RECORDS SUPPLIED »
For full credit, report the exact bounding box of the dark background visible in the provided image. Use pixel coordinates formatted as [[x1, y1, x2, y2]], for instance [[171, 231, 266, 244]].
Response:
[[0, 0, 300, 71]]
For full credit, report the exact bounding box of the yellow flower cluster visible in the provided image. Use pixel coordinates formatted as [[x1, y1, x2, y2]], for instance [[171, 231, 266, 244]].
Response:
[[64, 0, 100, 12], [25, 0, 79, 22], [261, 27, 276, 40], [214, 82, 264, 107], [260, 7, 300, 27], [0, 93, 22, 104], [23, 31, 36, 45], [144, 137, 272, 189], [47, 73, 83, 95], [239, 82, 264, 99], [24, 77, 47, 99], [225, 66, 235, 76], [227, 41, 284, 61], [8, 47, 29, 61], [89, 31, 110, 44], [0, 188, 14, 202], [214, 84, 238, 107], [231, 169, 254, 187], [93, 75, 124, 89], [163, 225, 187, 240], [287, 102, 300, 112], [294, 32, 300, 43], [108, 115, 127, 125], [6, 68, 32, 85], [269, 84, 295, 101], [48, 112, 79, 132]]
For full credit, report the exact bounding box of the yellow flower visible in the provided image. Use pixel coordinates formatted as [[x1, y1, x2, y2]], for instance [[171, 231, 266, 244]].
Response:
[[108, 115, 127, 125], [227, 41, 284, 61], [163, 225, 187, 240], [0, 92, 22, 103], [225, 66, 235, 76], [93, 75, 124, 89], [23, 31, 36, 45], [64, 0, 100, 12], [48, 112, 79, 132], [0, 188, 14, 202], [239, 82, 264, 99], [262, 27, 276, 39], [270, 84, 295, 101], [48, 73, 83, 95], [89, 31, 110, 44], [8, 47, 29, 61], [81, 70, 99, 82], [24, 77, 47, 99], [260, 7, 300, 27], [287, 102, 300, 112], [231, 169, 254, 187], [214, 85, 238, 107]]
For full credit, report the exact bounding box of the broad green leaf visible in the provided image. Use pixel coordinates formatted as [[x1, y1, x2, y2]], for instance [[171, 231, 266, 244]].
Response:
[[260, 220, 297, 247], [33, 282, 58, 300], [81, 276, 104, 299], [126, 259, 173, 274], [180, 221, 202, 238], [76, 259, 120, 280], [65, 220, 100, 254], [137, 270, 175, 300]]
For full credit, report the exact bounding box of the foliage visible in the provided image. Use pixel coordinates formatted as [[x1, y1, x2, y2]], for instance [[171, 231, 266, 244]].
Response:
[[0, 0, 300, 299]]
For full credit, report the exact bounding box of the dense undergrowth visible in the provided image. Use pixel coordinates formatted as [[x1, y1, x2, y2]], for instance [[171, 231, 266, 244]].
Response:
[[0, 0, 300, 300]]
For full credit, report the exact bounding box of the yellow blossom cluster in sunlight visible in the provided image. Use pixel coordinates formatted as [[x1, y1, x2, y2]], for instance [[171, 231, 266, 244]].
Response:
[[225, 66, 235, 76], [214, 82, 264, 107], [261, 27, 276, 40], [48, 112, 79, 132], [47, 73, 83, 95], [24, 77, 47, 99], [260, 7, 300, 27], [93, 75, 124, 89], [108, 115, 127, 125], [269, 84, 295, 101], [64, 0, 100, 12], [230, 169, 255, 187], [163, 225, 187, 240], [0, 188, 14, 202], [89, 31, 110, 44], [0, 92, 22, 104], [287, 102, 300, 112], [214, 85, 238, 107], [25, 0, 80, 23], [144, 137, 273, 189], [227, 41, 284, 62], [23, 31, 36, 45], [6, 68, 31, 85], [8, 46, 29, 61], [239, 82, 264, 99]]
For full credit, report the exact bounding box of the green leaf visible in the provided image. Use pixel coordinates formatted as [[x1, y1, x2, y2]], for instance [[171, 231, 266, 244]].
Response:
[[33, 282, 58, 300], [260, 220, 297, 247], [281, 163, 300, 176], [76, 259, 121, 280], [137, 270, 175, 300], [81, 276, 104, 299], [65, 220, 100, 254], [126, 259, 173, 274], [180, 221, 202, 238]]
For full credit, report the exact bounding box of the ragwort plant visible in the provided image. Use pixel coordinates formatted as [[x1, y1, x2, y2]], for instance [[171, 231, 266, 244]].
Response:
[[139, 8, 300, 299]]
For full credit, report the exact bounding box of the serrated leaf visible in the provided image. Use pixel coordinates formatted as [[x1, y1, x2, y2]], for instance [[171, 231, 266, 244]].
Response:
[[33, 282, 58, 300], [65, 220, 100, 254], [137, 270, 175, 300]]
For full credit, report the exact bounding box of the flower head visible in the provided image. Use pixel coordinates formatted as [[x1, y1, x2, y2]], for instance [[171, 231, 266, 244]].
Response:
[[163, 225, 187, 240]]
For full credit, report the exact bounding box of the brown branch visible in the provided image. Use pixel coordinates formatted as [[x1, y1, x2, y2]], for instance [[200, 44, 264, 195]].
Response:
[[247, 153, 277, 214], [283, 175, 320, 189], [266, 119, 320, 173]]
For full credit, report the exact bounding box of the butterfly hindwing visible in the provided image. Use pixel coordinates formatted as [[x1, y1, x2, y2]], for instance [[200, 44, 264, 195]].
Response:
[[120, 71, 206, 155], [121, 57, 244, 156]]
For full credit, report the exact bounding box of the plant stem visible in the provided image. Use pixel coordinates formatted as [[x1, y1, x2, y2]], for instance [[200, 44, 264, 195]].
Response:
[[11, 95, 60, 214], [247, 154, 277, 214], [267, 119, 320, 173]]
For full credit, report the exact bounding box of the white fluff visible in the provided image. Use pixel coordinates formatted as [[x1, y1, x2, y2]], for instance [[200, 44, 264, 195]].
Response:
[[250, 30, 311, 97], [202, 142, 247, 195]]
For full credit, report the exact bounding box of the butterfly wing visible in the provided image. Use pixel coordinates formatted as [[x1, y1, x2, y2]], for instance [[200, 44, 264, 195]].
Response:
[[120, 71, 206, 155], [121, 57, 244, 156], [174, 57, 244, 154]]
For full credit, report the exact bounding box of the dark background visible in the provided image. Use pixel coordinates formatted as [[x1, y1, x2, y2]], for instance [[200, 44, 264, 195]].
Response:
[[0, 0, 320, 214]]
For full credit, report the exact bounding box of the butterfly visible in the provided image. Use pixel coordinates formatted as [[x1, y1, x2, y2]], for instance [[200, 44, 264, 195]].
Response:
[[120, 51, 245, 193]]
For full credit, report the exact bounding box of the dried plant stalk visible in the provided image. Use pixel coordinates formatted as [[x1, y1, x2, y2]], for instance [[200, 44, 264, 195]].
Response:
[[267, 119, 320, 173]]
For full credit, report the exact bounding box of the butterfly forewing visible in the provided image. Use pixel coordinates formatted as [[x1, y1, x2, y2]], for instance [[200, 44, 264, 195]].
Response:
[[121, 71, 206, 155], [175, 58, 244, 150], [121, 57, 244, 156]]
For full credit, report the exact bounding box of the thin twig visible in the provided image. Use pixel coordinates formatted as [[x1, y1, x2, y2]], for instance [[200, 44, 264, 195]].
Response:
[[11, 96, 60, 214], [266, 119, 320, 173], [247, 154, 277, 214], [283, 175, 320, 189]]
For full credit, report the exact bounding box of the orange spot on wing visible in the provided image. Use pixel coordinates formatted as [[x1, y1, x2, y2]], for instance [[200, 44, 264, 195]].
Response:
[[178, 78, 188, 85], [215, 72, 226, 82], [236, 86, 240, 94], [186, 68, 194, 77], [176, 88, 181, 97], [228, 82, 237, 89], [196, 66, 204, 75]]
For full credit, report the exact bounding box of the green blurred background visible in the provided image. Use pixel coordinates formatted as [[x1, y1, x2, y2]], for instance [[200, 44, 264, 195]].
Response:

TASK DETAILS »
List each line from the entries above that contains the word "cluster". Treat uppercase and lowercase letters as different.

WORKED SOLUTION »
For full credit, report the exact bounding box of the yellow flower cluster visible in the provided image. Use pixel coordinates formatted as [[x1, y1, x2, y2]], for instance [[171, 231, 266, 244]].
For full credit, report the exact bounding box of the yellow blossom cluster in sunlight visible in the provided image. Use pixel coordinates formatted as [[x1, y1, x2, y2]], for instance [[171, 231, 266, 244]].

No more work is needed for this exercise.